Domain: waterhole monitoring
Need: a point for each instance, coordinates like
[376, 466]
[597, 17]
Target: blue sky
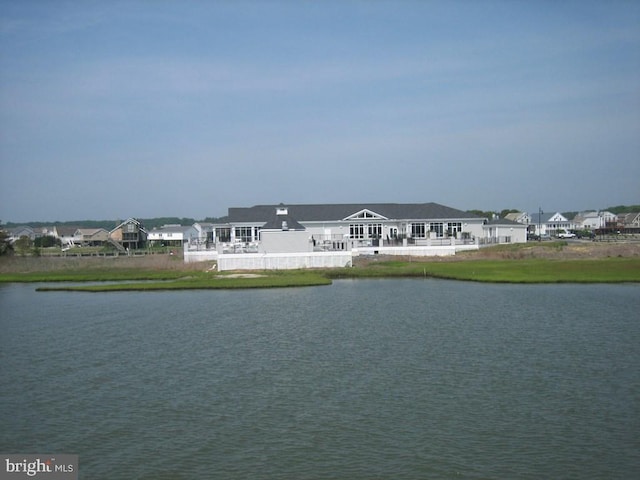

===============

What is required: Render the rows above as a JSON list of strings, one string per line, omitting blank lines and the pictures.

Output:
[
  "Domain: waterhole monitoring",
  "Need: a point for each instance, coordinates like",
  "[376, 466]",
  "[597, 17]",
  "Target: blue sky"
]